◆ **PROBLEM REQUIREMENTS**
Write out the passage from the film reviews below exactly, starting at "The Asphalt Jungle" and ending at "simple and easy.".
Segment Start: TEXT UNDER STUDY
The Asphalt Jungle (1950): I know, this is the kind of holy grail movie you actually aren't allowed to criticize, but watching it has always been a frustrating experience for me. For about 80 percent of its running time, John Huston's movie is pretty much the perfect heist movie, the kind of film that seems unable to go wrong in anything, entwining its complexly drawn characters in a web they won't be able to escape at the end in a way that makes it look simple and easy.
Then, quite suddenly, everything gets bogged down in obvious examples of studio (and Code) interference, with endless, useless scenes for the dramatically useless Marilyn Monroe (who at this point in her career just couldn't act at all) character, and a needless fixation on spelling out every single detail of everyone's demise that makes DOOM look less existentialist than like a subset of tedious bookkeeping. Huston does his best (which is a lot, obvious) with what he has to work with at the end, but for me, these flaws turn what could have been the perfect heist movie just ever so frustrating.
L'insolent aka The Insolent aka Deadly Sting aka The Killer (1973): I suspect Jean-Claude Roy (mostly a specialist in soft and hardcore porn) would have loved to have Huston's kind of problems. As it stands, he's staging a low budget vehicle for Henry Silva playing a character modern parlance would probably re-dub The Jerk, with a script so indifferent and lackluster it won't even bother to explain our central character's motivation. Not that the rest of the script makes much more sense, for neither the central heist nor its consequences nor the ensuing double-crosses work in any way at all once you start thinking about them for more than one second.
Now, if Roy's direction were more stylish instead of bland and dependable, I'd love to be distracted from the script's numerous improbabilities, but as it stands, there are just so many more interesting Eurocrime or heist movies to watch I don't know why anyone should bother with this one. Roy doesn't even make very good use of Silva, a man - as everybody knows - born to play exactly this type of thug (or a very loving family man).
Axe Giant: The Wrath of Paul Bunyan (2013): If there's anything I dislike more than crappy semi-slashers with boring CGI monsters which should by all rights be awesome (or at least fun), it's crappy semi-slashers with boring CGI monsters that think they are oh so funny, even though they're just lazy and stupid. Axe Giant sure as hell is one of these examples of everything I hate, so the less said about it, the better.
Segment End: TEXT UNDER STUDY
Segment Start: INFORMATION SHOWN
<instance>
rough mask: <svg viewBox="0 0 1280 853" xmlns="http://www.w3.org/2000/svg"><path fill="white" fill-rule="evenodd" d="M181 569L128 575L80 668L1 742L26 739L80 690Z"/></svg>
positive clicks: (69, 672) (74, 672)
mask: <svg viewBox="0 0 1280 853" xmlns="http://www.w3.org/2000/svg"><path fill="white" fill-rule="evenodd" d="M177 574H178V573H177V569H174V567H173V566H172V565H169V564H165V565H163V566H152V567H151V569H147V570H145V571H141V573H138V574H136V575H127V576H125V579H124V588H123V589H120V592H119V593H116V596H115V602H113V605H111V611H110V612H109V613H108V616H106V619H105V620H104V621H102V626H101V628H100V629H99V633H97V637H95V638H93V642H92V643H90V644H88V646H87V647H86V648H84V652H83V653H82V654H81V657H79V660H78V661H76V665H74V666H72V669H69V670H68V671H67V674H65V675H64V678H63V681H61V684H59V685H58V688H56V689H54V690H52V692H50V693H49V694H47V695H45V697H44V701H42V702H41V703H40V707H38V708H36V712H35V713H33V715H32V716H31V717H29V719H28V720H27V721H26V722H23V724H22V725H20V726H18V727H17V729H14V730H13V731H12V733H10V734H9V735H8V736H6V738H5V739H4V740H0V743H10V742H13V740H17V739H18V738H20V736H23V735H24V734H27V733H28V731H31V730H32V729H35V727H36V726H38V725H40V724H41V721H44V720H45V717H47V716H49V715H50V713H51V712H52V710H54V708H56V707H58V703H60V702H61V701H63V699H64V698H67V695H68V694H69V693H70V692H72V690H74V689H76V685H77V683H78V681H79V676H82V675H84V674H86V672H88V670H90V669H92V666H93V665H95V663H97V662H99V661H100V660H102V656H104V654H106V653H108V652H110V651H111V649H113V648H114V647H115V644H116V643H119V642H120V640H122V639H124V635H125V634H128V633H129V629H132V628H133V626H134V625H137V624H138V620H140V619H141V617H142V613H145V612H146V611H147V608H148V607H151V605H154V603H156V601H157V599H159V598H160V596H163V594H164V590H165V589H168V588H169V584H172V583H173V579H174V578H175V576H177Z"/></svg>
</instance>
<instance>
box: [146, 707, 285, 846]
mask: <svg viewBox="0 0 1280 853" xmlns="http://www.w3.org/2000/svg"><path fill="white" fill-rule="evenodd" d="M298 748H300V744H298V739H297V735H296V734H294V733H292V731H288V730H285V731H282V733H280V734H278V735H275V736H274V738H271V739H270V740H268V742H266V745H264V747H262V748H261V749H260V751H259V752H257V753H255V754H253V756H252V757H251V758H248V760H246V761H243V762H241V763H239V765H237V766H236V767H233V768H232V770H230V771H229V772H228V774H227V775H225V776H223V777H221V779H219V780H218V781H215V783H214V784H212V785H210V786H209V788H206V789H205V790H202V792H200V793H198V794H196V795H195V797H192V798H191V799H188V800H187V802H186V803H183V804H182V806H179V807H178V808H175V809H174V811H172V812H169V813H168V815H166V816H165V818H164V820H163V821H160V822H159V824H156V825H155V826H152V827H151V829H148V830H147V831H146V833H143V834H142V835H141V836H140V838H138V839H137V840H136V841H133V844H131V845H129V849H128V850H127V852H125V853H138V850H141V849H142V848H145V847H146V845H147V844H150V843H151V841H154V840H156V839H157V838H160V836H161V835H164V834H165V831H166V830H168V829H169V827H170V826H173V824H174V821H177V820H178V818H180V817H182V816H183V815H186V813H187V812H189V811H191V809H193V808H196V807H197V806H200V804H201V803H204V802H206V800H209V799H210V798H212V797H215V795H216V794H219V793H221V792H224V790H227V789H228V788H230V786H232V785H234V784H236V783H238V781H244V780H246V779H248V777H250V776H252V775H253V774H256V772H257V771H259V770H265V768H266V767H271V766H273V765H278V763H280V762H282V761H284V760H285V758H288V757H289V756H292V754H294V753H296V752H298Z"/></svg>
Segment End: INFORMATION SHOWN
◆ **TASK ANSWER**
The Asphalt Jungle (1950): I know, this is the kind of holy grail movie you actually aren't allowed to criticize, but watching it has always been a frustrating experience for me. For about 80 percent of its running time, John Huston's movie is pretty much the perfect heist movie, the kind of film that seems unable to go wrong in anything, entwining its complexly drawn characters in a web they won't be able to escape at the end in a way that makes it look simple and easy.